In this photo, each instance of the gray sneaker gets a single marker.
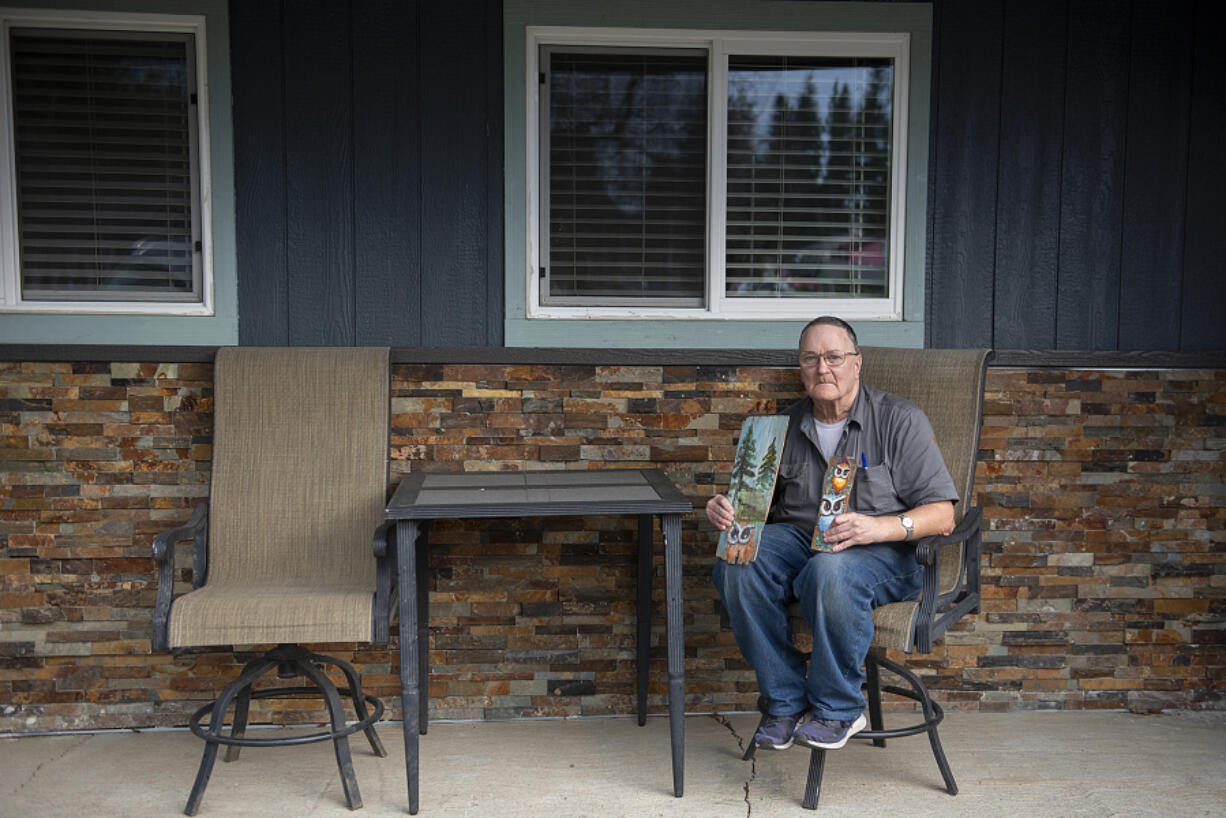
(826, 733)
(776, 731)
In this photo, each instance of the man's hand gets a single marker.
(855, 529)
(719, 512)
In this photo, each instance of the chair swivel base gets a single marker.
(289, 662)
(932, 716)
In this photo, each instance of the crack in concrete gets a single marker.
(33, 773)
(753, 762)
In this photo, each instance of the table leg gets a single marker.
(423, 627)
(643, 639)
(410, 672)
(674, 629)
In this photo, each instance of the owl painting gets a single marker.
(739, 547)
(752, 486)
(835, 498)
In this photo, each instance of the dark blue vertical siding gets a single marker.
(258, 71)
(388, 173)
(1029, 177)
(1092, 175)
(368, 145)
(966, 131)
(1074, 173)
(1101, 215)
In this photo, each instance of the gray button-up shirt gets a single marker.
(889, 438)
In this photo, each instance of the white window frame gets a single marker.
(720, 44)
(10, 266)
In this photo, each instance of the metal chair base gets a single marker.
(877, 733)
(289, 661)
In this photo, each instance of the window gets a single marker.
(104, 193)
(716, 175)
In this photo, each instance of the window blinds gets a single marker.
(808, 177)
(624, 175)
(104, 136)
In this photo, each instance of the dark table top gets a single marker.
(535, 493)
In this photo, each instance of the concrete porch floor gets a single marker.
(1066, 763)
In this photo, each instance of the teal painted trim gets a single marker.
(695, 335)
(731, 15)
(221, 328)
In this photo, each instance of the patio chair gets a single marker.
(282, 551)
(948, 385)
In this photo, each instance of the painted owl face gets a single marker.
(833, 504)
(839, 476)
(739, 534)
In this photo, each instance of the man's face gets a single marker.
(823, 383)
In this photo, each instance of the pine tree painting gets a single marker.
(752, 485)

____________

Reproduce the entire listing above word for word, leaving out any image.

In this photo, each instance of the gray sneaker gets a single marker.
(826, 733)
(776, 731)
In this photo, each instance of the man's hand gets a single marker.
(855, 529)
(719, 512)
In this photo, each instance of the chair swivel base gets a single marker.
(289, 662)
(932, 716)
In this photo, each instance of the crack in concrete gets a single marker.
(33, 773)
(753, 762)
In this photo, each instance of the table leg gets a single marker.
(423, 627)
(643, 639)
(410, 672)
(674, 629)
In this photo, each instance of the owl painting gets a single marker.
(739, 547)
(752, 486)
(835, 498)
In this photo, each instance of the dark blue vertical siding gets a single marker.
(258, 71)
(388, 173)
(1029, 177)
(1092, 175)
(368, 145)
(966, 131)
(1074, 173)
(1101, 215)
In this photo, each instance of the gray button-up shirt gets a single marker.
(889, 438)
In this photo, each instance of the white window frame gets a single marker.
(720, 44)
(10, 266)
In this photo, each instance of the metal chair base gets a single marker.
(877, 733)
(289, 661)
In this photo, each instance of the window gets a single marker.
(104, 193)
(716, 175)
In this photo, each instance of the window blinds gets a single marker.
(808, 177)
(624, 175)
(104, 136)
In this photo, each instance of the dark table top gets a single marker.
(535, 493)
In this photo, each instance of the concrete porch floor gets a single marker.
(1066, 763)
In this photo, each instance of the teal painted trim gets a single marker.
(695, 335)
(731, 15)
(221, 328)
In this photo, each instance of the patio chair gets a single marker.
(282, 551)
(948, 385)
In this photo, each instance of the painted owl face gets a single marker.
(833, 504)
(839, 476)
(739, 534)
In this photo, each instance of the man's face gets a single marker.
(823, 383)
In this photo, each instance of the pine tree painting gets a single marker.
(752, 485)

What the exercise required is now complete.